THE DATA:

* * *

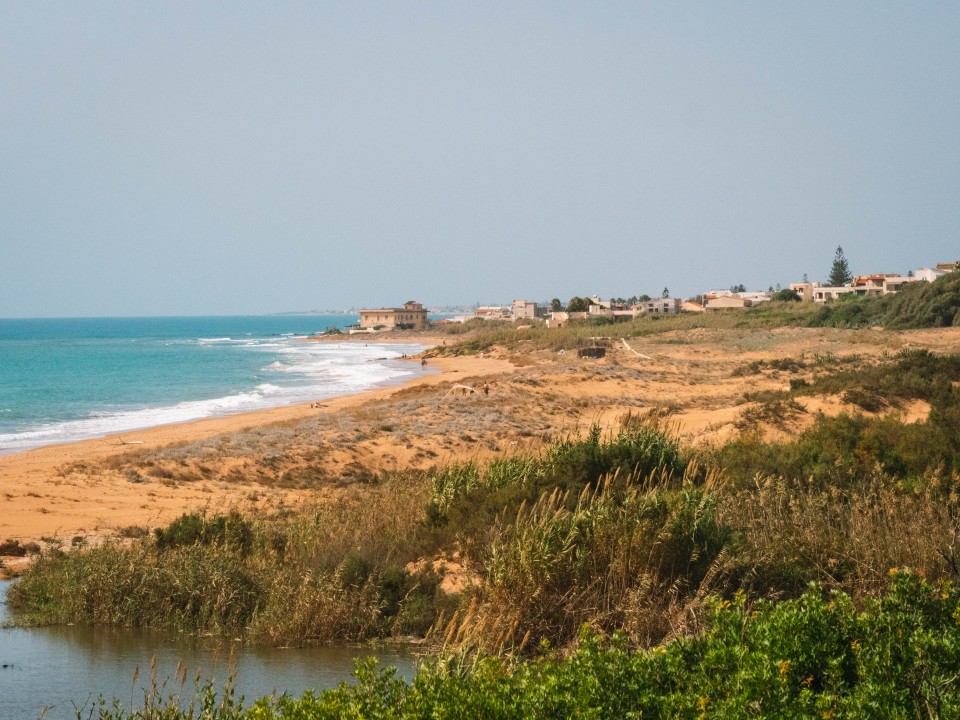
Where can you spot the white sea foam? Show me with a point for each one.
(303, 372)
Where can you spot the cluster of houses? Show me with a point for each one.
(413, 315)
(878, 284)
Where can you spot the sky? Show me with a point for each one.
(190, 158)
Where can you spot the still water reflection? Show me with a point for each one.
(65, 668)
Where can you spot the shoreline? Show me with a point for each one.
(47, 497)
(427, 342)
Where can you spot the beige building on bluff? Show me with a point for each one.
(412, 316)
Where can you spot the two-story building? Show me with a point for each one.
(412, 316)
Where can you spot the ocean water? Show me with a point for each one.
(71, 379)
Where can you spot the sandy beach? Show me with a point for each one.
(80, 493)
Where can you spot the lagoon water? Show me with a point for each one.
(65, 668)
(75, 378)
(63, 380)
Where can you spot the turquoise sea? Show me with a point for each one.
(66, 379)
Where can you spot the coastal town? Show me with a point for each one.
(414, 316)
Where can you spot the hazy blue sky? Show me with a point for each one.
(228, 158)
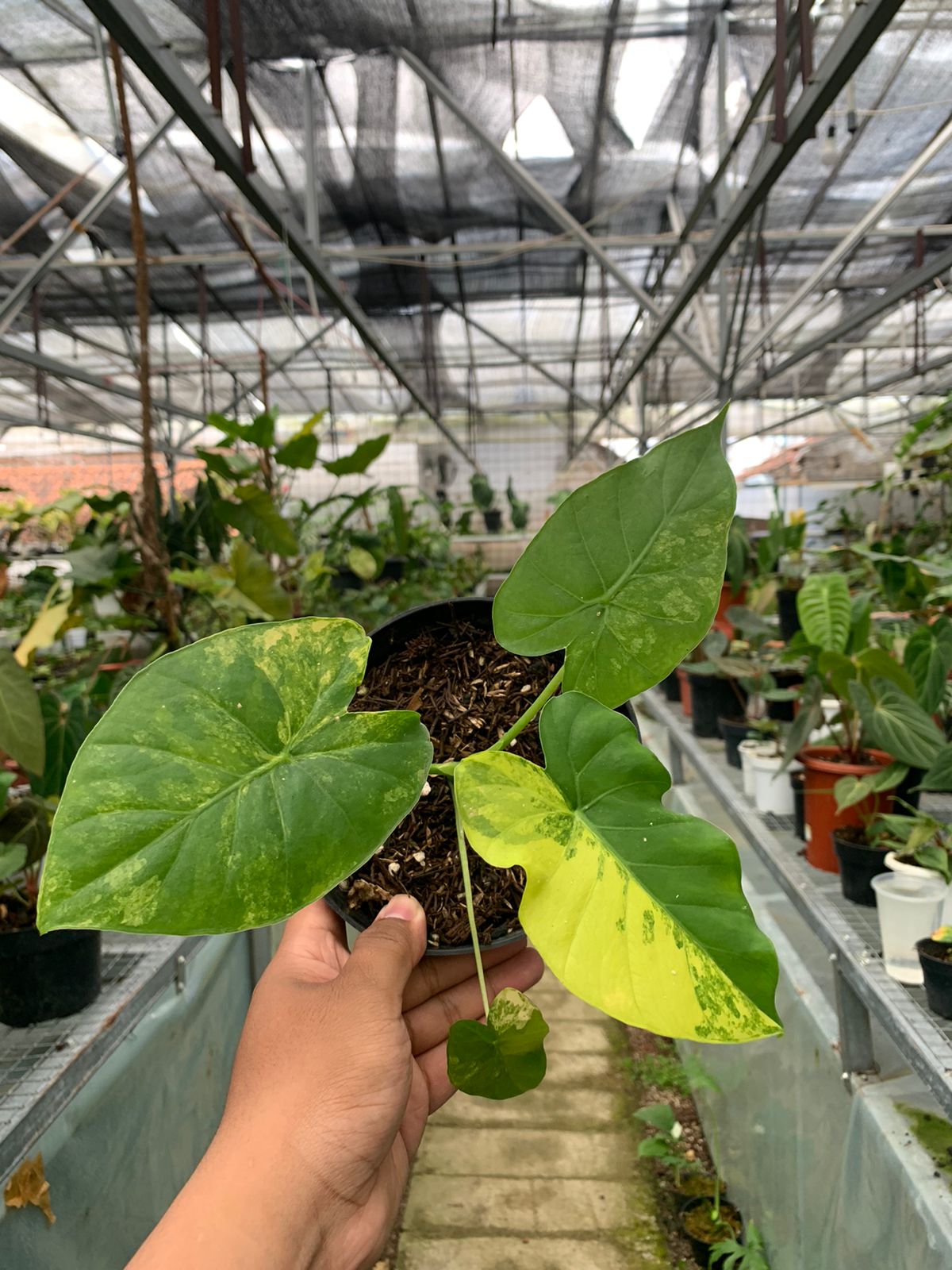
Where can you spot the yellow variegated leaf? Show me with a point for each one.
(638, 910)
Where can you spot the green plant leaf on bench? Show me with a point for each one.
(628, 572)
(638, 910)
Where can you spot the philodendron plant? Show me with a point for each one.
(228, 784)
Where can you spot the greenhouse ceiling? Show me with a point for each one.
(609, 214)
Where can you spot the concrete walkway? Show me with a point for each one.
(547, 1181)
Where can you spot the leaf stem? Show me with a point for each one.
(467, 891)
(531, 711)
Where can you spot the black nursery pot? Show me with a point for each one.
(797, 780)
(734, 730)
(733, 1223)
(670, 686)
(395, 634)
(937, 976)
(858, 865)
(712, 698)
(782, 711)
(789, 615)
(48, 976)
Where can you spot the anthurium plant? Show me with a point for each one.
(228, 784)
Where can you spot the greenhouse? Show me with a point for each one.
(475, 635)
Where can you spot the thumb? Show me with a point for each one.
(386, 952)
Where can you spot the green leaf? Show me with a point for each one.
(939, 778)
(361, 459)
(228, 785)
(92, 565)
(824, 610)
(628, 572)
(257, 518)
(400, 520)
(928, 660)
(896, 723)
(25, 823)
(850, 791)
(21, 719)
(362, 563)
(638, 910)
(298, 451)
(12, 860)
(255, 579)
(877, 664)
(660, 1117)
(67, 725)
(503, 1057)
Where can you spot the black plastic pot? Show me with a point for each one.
(905, 789)
(734, 730)
(733, 1223)
(395, 634)
(670, 687)
(858, 865)
(712, 696)
(937, 976)
(782, 711)
(789, 615)
(48, 976)
(797, 780)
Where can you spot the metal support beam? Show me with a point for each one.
(676, 215)
(21, 294)
(130, 27)
(67, 371)
(539, 196)
(527, 361)
(854, 40)
(850, 241)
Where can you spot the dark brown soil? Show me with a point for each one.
(467, 691)
(701, 1225)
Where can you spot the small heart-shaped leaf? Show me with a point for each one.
(503, 1057)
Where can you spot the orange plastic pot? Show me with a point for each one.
(727, 598)
(820, 814)
(685, 685)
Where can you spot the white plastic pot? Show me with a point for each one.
(75, 639)
(907, 870)
(772, 791)
(747, 749)
(909, 908)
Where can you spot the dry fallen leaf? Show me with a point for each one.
(29, 1185)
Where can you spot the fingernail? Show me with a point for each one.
(403, 907)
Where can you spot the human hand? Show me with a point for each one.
(342, 1060)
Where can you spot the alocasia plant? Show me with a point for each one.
(228, 785)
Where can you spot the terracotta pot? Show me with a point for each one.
(727, 598)
(820, 806)
(685, 685)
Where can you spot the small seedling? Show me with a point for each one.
(733, 1255)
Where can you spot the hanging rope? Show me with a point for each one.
(155, 562)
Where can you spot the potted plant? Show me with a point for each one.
(230, 784)
(518, 510)
(936, 962)
(486, 499)
(880, 728)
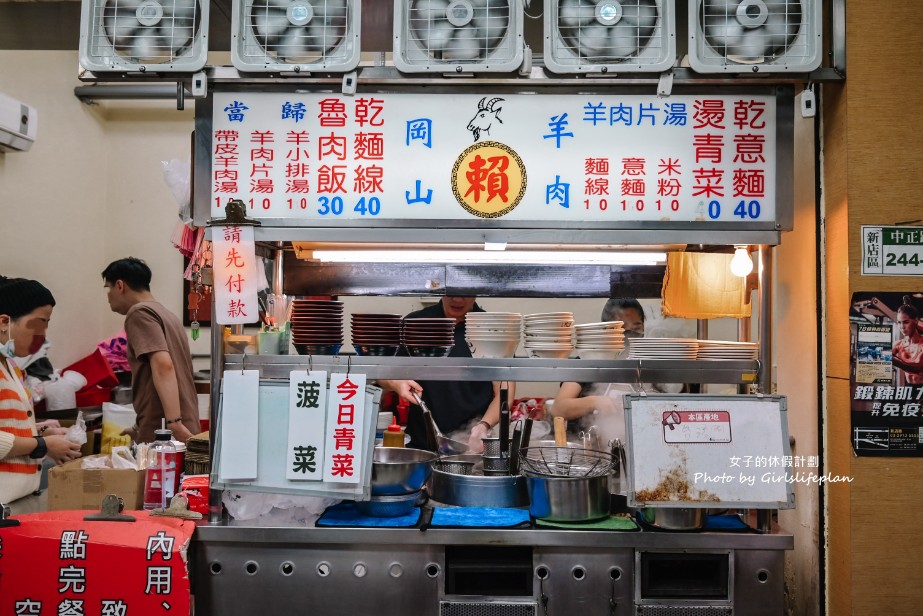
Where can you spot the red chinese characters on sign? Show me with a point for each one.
(749, 178)
(488, 176)
(345, 429)
(344, 437)
(226, 161)
(78, 567)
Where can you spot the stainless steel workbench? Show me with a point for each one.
(240, 569)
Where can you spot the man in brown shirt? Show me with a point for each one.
(161, 364)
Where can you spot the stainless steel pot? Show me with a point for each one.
(674, 518)
(399, 470)
(476, 490)
(568, 499)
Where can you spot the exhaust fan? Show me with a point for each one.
(295, 35)
(458, 36)
(738, 36)
(609, 35)
(155, 36)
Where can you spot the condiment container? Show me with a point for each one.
(394, 435)
(162, 474)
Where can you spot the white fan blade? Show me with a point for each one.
(436, 37)
(323, 37)
(592, 39)
(424, 13)
(121, 30)
(724, 36)
(721, 9)
(332, 12)
(463, 46)
(176, 38)
(267, 24)
(147, 47)
(752, 47)
(643, 15)
(574, 13)
(491, 25)
(782, 29)
(292, 44)
(179, 9)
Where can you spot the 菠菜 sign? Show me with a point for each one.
(577, 158)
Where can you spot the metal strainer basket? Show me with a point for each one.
(456, 467)
(564, 462)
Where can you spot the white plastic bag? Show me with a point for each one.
(116, 419)
(77, 433)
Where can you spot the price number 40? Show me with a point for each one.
(744, 209)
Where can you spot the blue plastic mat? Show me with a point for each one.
(479, 517)
(347, 514)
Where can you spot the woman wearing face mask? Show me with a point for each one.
(25, 309)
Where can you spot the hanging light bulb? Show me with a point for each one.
(741, 263)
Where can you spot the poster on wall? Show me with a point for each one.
(886, 374)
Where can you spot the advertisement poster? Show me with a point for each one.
(886, 375)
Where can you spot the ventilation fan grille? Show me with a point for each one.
(159, 35)
(296, 34)
(602, 35)
(472, 34)
(747, 35)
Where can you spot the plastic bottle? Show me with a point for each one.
(394, 435)
(160, 476)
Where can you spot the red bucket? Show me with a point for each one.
(96, 370)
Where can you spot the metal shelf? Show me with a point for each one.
(506, 369)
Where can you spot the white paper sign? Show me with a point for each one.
(700, 450)
(345, 432)
(239, 425)
(307, 413)
(236, 275)
(551, 157)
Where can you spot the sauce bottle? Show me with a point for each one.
(394, 435)
(161, 474)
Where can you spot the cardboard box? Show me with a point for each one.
(73, 487)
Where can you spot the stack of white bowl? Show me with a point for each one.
(493, 334)
(603, 340)
(549, 334)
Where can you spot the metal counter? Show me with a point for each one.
(241, 569)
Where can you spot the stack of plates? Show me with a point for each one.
(662, 348)
(720, 349)
(376, 334)
(428, 337)
(317, 326)
(493, 334)
(549, 334)
(599, 340)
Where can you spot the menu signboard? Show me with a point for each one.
(577, 158)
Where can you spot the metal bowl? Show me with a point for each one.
(388, 506)
(318, 349)
(376, 350)
(400, 470)
(477, 490)
(428, 351)
(674, 518)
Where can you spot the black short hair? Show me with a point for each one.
(615, 304)
(132, 271)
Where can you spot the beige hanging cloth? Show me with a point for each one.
(700, 285)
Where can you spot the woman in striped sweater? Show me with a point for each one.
(25, 309)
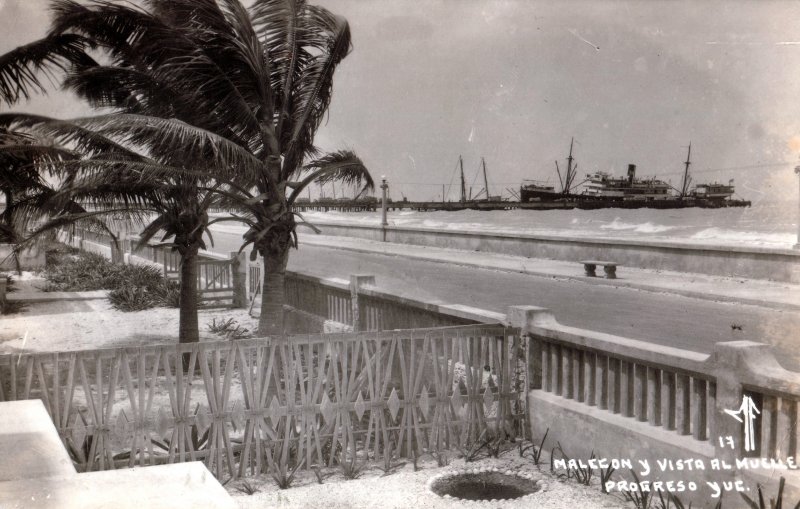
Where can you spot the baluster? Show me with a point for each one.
(555, 358)
(640, 392)
(614, 384)
(683, 420)
(591, 377)
(602, 381)
(566, 358)
(668, 400)
(579, 375)
(769, 427)
(654, 396)
(699, 409)
(625, 397)
(547, 367)
(787, 428)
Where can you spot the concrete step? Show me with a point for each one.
(186, 485)
(30, 447)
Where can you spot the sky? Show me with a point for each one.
(512, 81)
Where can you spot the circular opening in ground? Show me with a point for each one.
(484, 486)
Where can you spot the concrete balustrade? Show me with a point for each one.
(623, 398)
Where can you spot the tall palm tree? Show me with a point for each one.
(27, 174)
(238, 91)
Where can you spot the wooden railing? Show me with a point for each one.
(673, 397)
(246, 406)
(215, 278)
(681, 392)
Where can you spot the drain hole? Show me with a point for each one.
(484, 486)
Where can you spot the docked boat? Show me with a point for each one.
(603, 190)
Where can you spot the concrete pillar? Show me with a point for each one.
(384, 222)
(797, 245)
(356, 282)
(525, 318)
(240, 279)
(734, 363)
(118, 249)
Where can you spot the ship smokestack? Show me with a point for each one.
(631, 173)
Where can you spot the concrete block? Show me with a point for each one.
(157, 487)
(30, 447)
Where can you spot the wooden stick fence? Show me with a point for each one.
(245, 407)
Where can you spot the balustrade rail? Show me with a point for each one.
(248, 406)
(679, 391)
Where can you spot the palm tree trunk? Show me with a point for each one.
(270, 323)
(188, 331)
(8, 221)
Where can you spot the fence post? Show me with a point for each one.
(118, 249)
(356, 282)
(239, 268)
(732, 362)
(525, 318)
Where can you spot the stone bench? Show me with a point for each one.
(30, 447)
(157, 487)
(610, 268)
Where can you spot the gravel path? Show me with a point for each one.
(408, 489)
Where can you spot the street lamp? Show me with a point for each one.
(384, 188)
(797, 246)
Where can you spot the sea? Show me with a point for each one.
(765, 225)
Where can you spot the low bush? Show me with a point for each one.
(132, 287)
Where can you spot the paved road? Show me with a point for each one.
(673, 320)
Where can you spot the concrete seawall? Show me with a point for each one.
(746, 262)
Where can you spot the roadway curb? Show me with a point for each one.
(34, 297)
(616, 283)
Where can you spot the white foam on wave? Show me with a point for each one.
(647, 227)
(752, 238)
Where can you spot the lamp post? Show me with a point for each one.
(797, 246)
(384, 188)
(384, 222)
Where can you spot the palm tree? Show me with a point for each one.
(210, 89)
(27, 168)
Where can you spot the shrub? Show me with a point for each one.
(132, 287)
(228, 329)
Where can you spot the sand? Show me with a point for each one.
(90, 324)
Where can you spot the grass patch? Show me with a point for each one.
(132, 287)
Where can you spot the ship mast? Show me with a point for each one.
(463, 184)
(485, 180)
(569, 177)
(686, 178)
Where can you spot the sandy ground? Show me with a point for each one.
(408, 489)
(89, 324)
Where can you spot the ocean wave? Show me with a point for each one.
(752, 238)
(647, 227)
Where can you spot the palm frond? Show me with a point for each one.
(20, 68)
(172, 137)
(313, 93)
(68, 134)
(343, 166)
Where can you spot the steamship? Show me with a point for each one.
(603, 190)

* * *

DIRECTIONS FOR THIS TASK:
Leave out every line before the one containing "Where can you spot the sand?"; set down that line and all remaining lines of the material exactly.

EXERCISE ANSWER:
Where can you spot the sand? Show me with a point for each one.
(90, 324)
Where can you spot the grass patch? Show me with a point for each one.
(132, 287)
Where can you spot the ship mast? Show me with a point for each one.
(463, 184)
(485, 180)
(569, 177)
(686, 178)
Where can you spot the sandy ground? Show me with a point for each one.
(408, 489)
(89, 324)
Where can you spot the ocean wave? Show me with a point for each one.
(752, 238)
(647, 227)
Where can you spot the palm frond? Show me with a point for each one.
(20, 68)
(172, 137)
(313, 93)
(68, 134)
(343, 166)
Where can you spot the steamship? Show me with a point for each one.
(603, 190)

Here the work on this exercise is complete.